REQUIREMENT 1:
Using the news report on the Tanner Cross case, decide whether each statement agrees with it: (a) the Virginia Supreme Court's ruling drew a dissent; (b) the district placed Cross on administrative leave without pay; (c) a state trial judge issued a temporary injunction in June. Answer yes or no for each and quote the deciding words.
REQUIREMENT 2:
Reproduce the news report on the Tanner Cross case from "Virginia’s highest court" up to and including "in suburban Washington.".

DOCUMENT EXCERPT:
========================================

Virginia’s highest court has upheld an injunction ordering the reinstatement, on free speech grounds, of a teacher who was suspended after speaking up at a school board meeting against a proposed policy requiring respect for transgender students.
The Virginia Supreme Court on Monday ruled without dissent in favor of Tanner Cross, an elementary school physical education teacher in the Loudoun County school district in suburban Washington.
Cross spoke at a May 25 meeting of the Loudoun County school board against a then-proposed policy that would, among other things, require school staff members to use the chosen names and pronouns of transgender students.
“I’m a teacher but I serve God first,” Cross said as a public speaker at the meeting. “And I will not affirm that a biological boy can be a girl and vice versa because it is against my religion.”
The next day, the 82,000-student district put Cross on administrative leave with pay and limited his access to school events, asserting that his comments had a “disruptive impact” on his elementary school, such as complaints and requests from parents that Cross have no contact with their children.
Cross sued the district with the aid of Alliance Defending Freedom, a Scottsdale, Ariz.-based legal organization, raising First Amendment free speech and free exercise of religion claims as well as similar claims under the state constitution.
A state trial judge in June issued a temporary injunction in favor of the teacher after analyzing the case under Pickering v. Board of Education of Township High School District 205, a 1968 Supreme Court decision which held that a teacher’s speech on a matter of public concern is protected under the First Amendment if it outweighs the employer’s interests in workplace efficiency and lack of disruption.

========================================

(Point localization data)

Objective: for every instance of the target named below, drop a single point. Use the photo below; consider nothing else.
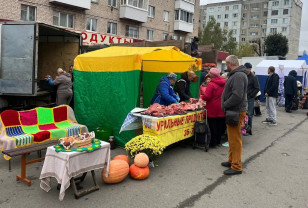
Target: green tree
(244, 50)
(229, 43)
(276, 45)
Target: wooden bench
(24, 151)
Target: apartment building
(107, 21)
(258, 19)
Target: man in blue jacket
(164, 92)
(271, 94)
(290, 89)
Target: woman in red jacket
(212, 96)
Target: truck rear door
(17, 59)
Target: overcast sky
(303, 44)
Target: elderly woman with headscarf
(164, 92)
(63, 82)
(212, 96)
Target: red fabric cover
(212, 96)
(10, 118)
(41, 136)
(47, 127)
(28, 118)
(60, 114)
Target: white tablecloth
(65, 165)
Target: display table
(65, 165)
(169, 130)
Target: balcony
(134, 10)
(187, 5)
(81, 4)
(183, 26)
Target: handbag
(232, 117)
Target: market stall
(107, 82)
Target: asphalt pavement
(275, 174)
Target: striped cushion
(73, 130)
(14, 131)
(23, 139)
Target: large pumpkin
(139, 173)
(141, 160)
(118, 170)
(122, 157)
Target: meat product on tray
(174, 109)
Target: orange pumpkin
(118, 170)
(141, 160)
(122, 157)
(139, 173)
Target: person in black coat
(182, 86)
(271, 94)
(290, 89)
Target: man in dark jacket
(234, 98)
(271, 94)
(164, 92)
(252, 91)
(182, 86)
(290, 89)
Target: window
(63, 20)
(142, 4)
(186, 16)
(151, 11)
(27, 13)
(150, 34)
(275, 3)
(255, 9)
(165, 36)
(131, 31)
(166, 16)
(254, 25)
(274, 21)
(273, 30)
(274, 12)
(92, 24)
(112, 28)
(112, 3)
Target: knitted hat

========================================

ANSWER AREA 1:
(a) No: "ruled without dissent in favor of Tanner Cross"
(b) No: "put Cross on administrative leave with pay"
(c) Yes: "A state trial judge in June issued a temporary injunction in favor of the teacher"

ANSWER AREA 2:
Virginia’s highest court has upheld an injunction ordering the reinstatement, on free speech grounds, of a teacher who was suspended after speaking up at a school board meeting against a proposed policy requiring respect for transgender students.
The Virginia Supreme Court on Monday ruled without dissent in favor of Tanner Cross, an elementary school physical education teacher in the Loudoun County school district in suburban Washington.